■ Required action
Continue the article on imaging nuclear reactors with cosmic muons, beginning immediately after its last sentence.

■ Extracted text
:::::

Cosmic particles could help monitor highly radioactive reactors

A look inside highly radioactive facilities: Researchers have made the inside of a nuclear reactor visible for the first time using 3D muon scans. Because these fast elementary particles, which hit the earth’s surface everywhere, are absorbed and deflected by the reactor material to varying degrees, they can image the inside of a reactor core that cannot be entered in a similar way to tomography, as a test at a decommissioned French nuclear power plant showed.

Whether Fukushima , Chernobyl or nuclear power plants planned for dismantling in our country: nuclear reactors are still highly radioactive for decades, even after they have been shut down or after a nuclear accident. Their condition can therefore not be determined by simple inspections – in Fukushima even reconnaissance robots failed in the most heavily contaminated areas. It is all the more important to find other methods that can be used to get a picture of the inside of the reactor.

G2 reactor
Structure of the G2 nuclear reactor, shown in a CAD graphic. Researchers have now tested whether its structure can be reconstructed using muon scans.© Procureur et al./ Science Advances, CC-by 4.0

Muons as mapping aids

One of these methods is fluoroscopy using muons. These elementary particles are around 200 times heavier than an electron and are formed when high-energy cosmic rays hit the Earth’s upper atmosphere. On average, around 10,000 muons, traveling at almost the speed of light, hit every square meter of the earth’s surface every minute. Thanks to their small size and high energy, they can even penetrate solid concrete, steel or rock, but are partially absorbed and deflected in the process.

:::::

■ Data entries
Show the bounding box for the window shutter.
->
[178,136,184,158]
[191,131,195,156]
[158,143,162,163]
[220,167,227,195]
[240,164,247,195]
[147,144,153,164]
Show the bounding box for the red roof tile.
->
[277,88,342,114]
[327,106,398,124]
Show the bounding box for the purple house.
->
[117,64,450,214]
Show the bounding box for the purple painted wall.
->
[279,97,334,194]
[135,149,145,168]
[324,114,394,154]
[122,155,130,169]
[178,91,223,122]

:::::

■ Result
This makes it possible to use muons as passive mapping aids: If several muon detectors are placed around a building, the pattern of the incoming particles reveals whether there are cavities and other structures inside. Archaeologists have already used such muon scans to find hidden chambers and passages in the Cheops pyramid . In Fukushima, a 2D version of such scans provided the first indications of the condition of the damaged reactors.

Core of a decommissioned nuclear reactor as a test

Now, for the first time, Sébastien Procureur from the University of Paris-Saclay and his colleagues have examined in more detail whether muon scans can also provide a three-dimensional image of the inside of a reactor core. Similar to X-ray tomography, the two-dimensional particle patterns captured by the detectors must be assembled into a 3D image using a special algorithm.


The team chose the G2 nuclear reactor in Marcoule, France, as the test reactor. This nuclear reactor was shut down in 1980 and is now awaiting dismantling. In the reactor core, which is 34 meters long and 20 meters thick, uranium was used as the nuclear fuel and graphite as the moderator. “The graphite moderator forms an almost cubic structure with an edge length of around nine meters, which is interspersed with 1,200 horizontal shafts for the fuel rods,” the scientists explain.

Tomography reveals interior

For their muon scan, Procureur and his team set up four 50 x 50 centimeter muon detectors in alternating positions below and next to the reactor block. “From March 2021, we captured a total of around 370 million muons in 1,100 detector days and from 27 different perspectives,” they report. An algorithm they developed generated a 3D image of the inside of the reactor core without first knowing the construction plans or the basic structure of the plant.

The result: “Despite its complexity and large dimensions, the interior of the reactor could be reconstructed in a relatively short time and with good quality,” the researchers report. The muon scans revealed the shape and rough structure of the large block of graphite that served as the moderator, the concrete base, the piping for the cooling system, and even some distribution caps for cables outside the reactor core.

Resolution can still be increased significantly

“This is probably the most complex and largest object that has ever been mapped three-dimensionally using muons,” state Procureur and his colleagues. Although each muon detector was only at a measuring position for around three days, the particle density was still sufficient for a resolution of a few dozen centimetres. If more and larger particle detectors were used, this could be increased significantly, as the team explains.


According to the scientists, computer-aided muon tomography opens up new possibilities for mapping and monitoring nuclear reactors – both during their lifetime and after they have been shut down or after a nuclear accident. (Science Advances, 2023; doi:10.1126/sciadv.abq8431 )

Source: American Association for the Advancement of Science (AAAS)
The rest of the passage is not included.